Task brief:
All of the data must be printed exactly; please include every line.

Point localization data:
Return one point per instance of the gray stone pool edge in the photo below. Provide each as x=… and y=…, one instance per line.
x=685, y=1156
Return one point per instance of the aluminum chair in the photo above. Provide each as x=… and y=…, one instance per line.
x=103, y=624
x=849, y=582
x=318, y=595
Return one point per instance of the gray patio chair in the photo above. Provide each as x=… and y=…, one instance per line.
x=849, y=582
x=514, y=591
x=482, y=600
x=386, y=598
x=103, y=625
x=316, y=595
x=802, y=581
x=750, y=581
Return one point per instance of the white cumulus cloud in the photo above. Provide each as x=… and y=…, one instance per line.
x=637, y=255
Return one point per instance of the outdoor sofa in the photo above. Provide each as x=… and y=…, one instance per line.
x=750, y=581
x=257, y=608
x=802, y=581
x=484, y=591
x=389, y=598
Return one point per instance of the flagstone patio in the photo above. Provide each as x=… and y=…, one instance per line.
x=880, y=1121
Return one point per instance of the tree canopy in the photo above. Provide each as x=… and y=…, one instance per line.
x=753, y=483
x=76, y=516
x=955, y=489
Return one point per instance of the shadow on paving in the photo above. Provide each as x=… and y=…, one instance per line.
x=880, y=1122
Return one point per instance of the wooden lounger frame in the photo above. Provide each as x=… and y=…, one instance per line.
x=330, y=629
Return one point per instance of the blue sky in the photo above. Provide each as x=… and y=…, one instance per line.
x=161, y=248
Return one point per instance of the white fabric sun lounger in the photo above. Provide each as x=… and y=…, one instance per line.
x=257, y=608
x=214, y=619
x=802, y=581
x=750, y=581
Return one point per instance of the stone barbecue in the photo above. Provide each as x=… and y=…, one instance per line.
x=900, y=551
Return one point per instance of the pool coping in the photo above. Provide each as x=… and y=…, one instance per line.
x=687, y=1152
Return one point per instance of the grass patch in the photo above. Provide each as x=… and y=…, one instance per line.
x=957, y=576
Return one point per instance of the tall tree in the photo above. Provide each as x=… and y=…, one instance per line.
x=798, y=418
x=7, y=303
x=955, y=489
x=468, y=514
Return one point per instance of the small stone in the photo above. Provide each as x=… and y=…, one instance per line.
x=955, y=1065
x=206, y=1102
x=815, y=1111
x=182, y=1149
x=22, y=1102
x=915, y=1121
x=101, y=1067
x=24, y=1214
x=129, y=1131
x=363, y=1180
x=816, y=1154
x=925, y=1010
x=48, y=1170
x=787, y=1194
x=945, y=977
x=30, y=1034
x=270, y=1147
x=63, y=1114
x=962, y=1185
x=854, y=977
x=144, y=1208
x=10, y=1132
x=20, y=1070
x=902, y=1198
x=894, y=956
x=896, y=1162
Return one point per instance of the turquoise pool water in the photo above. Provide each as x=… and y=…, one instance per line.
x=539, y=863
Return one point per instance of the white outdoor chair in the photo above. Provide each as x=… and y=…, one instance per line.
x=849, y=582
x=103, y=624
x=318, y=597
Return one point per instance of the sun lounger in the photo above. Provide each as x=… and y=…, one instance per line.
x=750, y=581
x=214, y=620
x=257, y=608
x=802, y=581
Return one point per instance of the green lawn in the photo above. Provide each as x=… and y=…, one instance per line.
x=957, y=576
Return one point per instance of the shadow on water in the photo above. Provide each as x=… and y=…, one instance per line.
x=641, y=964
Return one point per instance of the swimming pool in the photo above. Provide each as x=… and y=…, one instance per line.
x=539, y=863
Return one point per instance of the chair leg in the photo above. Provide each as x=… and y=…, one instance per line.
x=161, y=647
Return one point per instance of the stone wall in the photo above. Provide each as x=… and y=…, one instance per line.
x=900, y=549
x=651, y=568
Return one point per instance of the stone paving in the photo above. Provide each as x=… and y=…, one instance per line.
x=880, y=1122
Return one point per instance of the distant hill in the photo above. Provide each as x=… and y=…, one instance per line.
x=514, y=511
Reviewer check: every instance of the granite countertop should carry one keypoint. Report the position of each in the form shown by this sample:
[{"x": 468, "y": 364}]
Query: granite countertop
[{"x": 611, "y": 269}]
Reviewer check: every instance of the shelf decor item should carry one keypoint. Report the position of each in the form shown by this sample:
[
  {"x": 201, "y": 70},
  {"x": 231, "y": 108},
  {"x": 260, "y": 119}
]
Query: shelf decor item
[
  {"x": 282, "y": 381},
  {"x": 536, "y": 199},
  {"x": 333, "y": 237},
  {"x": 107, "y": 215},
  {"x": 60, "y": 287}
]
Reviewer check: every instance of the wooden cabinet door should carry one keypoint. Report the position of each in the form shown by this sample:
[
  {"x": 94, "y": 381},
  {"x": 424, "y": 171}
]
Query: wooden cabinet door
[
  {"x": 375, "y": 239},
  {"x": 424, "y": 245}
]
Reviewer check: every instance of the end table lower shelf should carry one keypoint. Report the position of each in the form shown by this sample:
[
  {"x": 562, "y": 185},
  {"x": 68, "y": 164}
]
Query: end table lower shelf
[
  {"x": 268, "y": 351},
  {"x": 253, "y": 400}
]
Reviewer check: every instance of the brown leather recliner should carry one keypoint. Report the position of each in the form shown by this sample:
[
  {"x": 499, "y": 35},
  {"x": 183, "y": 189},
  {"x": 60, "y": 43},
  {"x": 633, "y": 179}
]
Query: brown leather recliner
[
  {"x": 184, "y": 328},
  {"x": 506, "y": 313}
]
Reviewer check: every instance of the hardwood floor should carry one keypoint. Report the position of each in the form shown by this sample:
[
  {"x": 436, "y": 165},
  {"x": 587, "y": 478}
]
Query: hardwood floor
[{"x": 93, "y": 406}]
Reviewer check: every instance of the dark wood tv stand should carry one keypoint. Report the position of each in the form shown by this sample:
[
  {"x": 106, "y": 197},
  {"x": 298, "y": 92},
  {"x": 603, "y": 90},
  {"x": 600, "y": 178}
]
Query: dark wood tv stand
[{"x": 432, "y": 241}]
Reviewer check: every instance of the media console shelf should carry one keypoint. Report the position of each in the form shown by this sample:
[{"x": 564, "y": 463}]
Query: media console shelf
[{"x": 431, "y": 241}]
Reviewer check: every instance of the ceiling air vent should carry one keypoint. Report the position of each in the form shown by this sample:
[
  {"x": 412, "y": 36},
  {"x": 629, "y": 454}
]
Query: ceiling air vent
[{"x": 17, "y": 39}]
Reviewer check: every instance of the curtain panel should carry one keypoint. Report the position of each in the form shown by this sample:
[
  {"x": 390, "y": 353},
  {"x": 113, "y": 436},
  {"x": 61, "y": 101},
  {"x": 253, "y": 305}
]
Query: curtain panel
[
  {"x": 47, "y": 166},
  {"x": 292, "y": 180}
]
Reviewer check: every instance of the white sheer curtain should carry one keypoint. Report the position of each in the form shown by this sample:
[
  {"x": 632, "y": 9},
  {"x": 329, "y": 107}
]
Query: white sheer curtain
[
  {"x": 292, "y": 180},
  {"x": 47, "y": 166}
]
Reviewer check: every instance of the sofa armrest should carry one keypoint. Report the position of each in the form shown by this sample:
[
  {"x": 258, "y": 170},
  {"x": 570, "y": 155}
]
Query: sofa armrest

Output of the task:
Return one point per instance of the gray stone pool edge in the photo below. Provide each as x=… and y=…, one instance per line.
x=685, y=1156
Return one point per instance of the aluminum chair in the photo above. Provide each as x=… and y=…, one instance per line.
x=103, y=624
x=849, y=582
x=318, y=595
Return one point per instance of the gray patio chair in the photo above. Provide each as x=… and y=…, one instance per line.
x=849, y=582
x=514, y=591
x=482, y=600
x=386, y=598
x=103, y=625
x=316, y=595
x=802, y=581
x=750, y=581
Return one point per instance of the white cumulus cloud in the photo above. Provide each as x=… and y=…, one instance per line.
x=637, y=255
Return one point per instance of the outdoor sofa in the photo above. Provide each as x=… and y=…, one instance per line.
x=750, y=581
x=257, y=608
x=802, y=581
x=484, y=591
x=389, y=598
Return one point per instance of the flagstone patio in the photo above. Provide each as x=… and y=…, one instance per line.
x=880, y=1121
Return one point per instance of the tree canopy in the photo above. Provide each as x=… and y=…, one instance per line.
x=753, y=483
x=76, y=516
x=955, y=489
Return one point per instance of the shadow on paving in the photo above. Provide each as x=… and y=…, one instance per line.
x=880, y=1122
Return one point per instance of the wooden lounger frame in the photo above. Provide each as x=… and y=…, one instance per line.
x=330, y=629
Return one point per instance of the blue sky in the photo above. Provide each as x=… and y=…, one instance per line.
x=161, y=248
Return one point per instance of the white fabric sun lounger in the photo above. Provide each as x=… and y=…, one instance per line.
x=257, y=608
x=214, y=619
x=802, y=581
x=750, y=581
Return one point per instance of the stone barbecue in the photo above. Provide each as x=… and y=…, one instance per line.
x=900, y=551
Return one point per instance of the pool coping in the photo above. Provide each as x=… and y=…, one instance per line.
x=687, y=1152
Return one point per instance of the grass patch in the photo above. Provide each as x=… and y=…, one instance per line.
x=957, y=576
Return one point per instance of the tall tree in the photo above. Provide each as x=… and y=…, one instance per line.
x=798, y=418
x=7, y=303
x=955, y=489
x=468, y=514
Return one point per instance of the small stone in the photo above. Provide each as x=… and y=…, one instance per line.
x=955, y=1065
x=206, y=1102
x=815, y=1111
x=182, y=1149
x=22, y=1102
x=915, y=1121
x=101, y=1067
x=24, y=1214
x=129, y=1131
x=363, y=1180
x=816, y=1154
x=925, y=1010
x=48, y=1170
x=787, y=1194
x=945, y=977
x=30, y=1034
x=270, y=1147
x=63, y=1114
x=962, y=1185
x=854, y=977
x=144, y=1208
x=10, y=1132
x=20, y=1070
x=902, y=1198
x=894, y=956
x=896, y=1162
Return one point per instance of the turquoise pool water in the photo above. Provide each as x=… and y=…, one instance per line.
x=539, y=863
Return one point per instance of the white outdoor chair in the photo above. Provide each as x=… and y=…, one instance per line.
x=849, y=582
x=103, y=624
x=318, y=597
Return one point per instance of the sun lounger in the photo above. Provide each as x=… and y=…, one instance per line.
x=750, y=581
x=214, y=620
x=257, y=608
x=802, y=581
Return one point per instance of the green lawn in the photo above. Provide each as x=… and y=…, one instance per line.
x=957, y=576
Return one point per instance of the shadow on water in the photo above. Provide each as x=… and y=…, one instance per line.
x=641, y=964
Return one point per instance of the swimming pool in the photo above. Provide each as x=… and y=…, one instance per line.
x=539, y=863
Return one point per instance of the chair leg in the photo above. Provide each as x=… and y=…, one instance per line.
x=161, y=647
Return one point per instance of the stone wall in the photo above. Provide each as x=… and y=…, one instance per line.
x=900, y=549
x=651, y=568
Return one point per instance of the stone paving in the photo above. Provide each as x=… and y=…, one instance per line.
x=880, y=1122
Return one point per instance of the distant hill in the photo above. Provide each as x=… and y=…, one instance per line.
x=514, y=511
Reviewer check: every instance of the granite countertop should carry one keypoint. Report the position of each in the form shown by this sample:
[{"x": 468, "y": 364}]
Query: granite countertop
[{"x": 611, "y": 269}]
Reviewer check: every instance of the shelf decor item should carry one keypoint. Report the position of each in the form shown by this sample:
[
  {"x": 201, "y": 70},
  {"x": 231, "y": 108},
  {"x": 260, "y": 119}
]
Query: shelf decor item
[
  {"x": 282, "y": 381},
  {"x": 536, "y": 199},
  {"x": 333, "y": 237},
  {"x": 107, "y": 215},
  {"x": 60, "y": 287}
]
Reviewer check: every instance of the wooden cabinet door should carry one keypoint. Report the position of each in the form shown by this sample:
[
  {"x": 94, "y": 381},
  {"x": 424, "y": 171}
]
Query: wooden cabinet door
[
  {"x": 375, "y": 239},
  {"x": 424, "y": 245}
]
Reviewer check: every instance of the end table lower shelf should carry one keypoint. Report the position of each in the form shown by this sample:
[
  {"x": 562, "y": 185},
  {"x": 68, "y": 164}
]
Query: end table lower shelf
[
  {"x": 268, "y": 351},
  {"x": 253, "y": 400}
]
Reviewer check: every instance of the brown leather recliner should carry one keypoint. Report the position of each in the form shown by this sample:
[
  {"x": 499, "y": 35},
  {"x": 183, "y": 189},
  {"x": 60, "y": 43},
  {"x": 633, "y": 179}
]
Query: brown leather recliner
[
  {"x": 184, "y": 328},
  {"x": 506, "y": 313}
]
Reviewer check: every instance of the hardwood floor should carry one keypoint. Report the position of each in the form shown by this sample:
[
  {"x": 436, "y": 165},
  {"x": 587, "y": 478}
]
Query: hardwood floor
[{"x": 93, "y": 406}]
Reviewer check: every instance of the dark wood tv stand should carry one keypoint. Report the position of each in the form shown by this sample:
[
  {"x": 106, "y": 197},
  {"x": 298, "y": 92},
  {"x": 603, "y": 90},
  {"x": 600, "y": 178}
]
Query: dark wood tv stand
[{"x": 432, "y": 241}]
Reviewer check: every instance of the media console shelf should carry one keypoint. Report the position of each in the form shown by this sample:
[{"x": 564, "y": 463}]
Query: media console shelf
[{"x": 431, "y": 241}]
Reviewer check: every instance of the ceiling air vent should carry one keypoint. Report the position of each in the form shown by this sample:
[
  {"x": 412, "y": 36},
  {"x": 629, "y": 454}
]
Query: ceiling air vent
[{"x": 17, "y": 39}]
Reviewer check: every instance of the curtain panel should carry one keypoint. Report the position of each in the form shown by this sample:
[
  {"x": 390, "y": 353},
  {"x": 113, "y": 436},
  {"x": 61, "y": 101},
  {"x": 253, "y": 305}
]
Query: curtain panel
[
  {"x": 47, "y": 166},
  {"x": 292, "y": 180}
]
Reviewer check: every instance of the white sheer curtain should carry one keypoint. Report the position of each in the form shown by this sample:
[
  {"x": 632, "y": 9},
  {"x": 329, "y": 107}
]
Query: white sheer curtain
[
  {"x": 292, "y": 180},
  {"x": 47, "y": 166}
]
Reviewer check: every instance of the sofa armrest should carry one keypoint. Report the position of each in the form shown by this sample:
[
  {"x": 258, "y": 170},
  {"x": 570, "y": 155}
]
Query: sofa armrest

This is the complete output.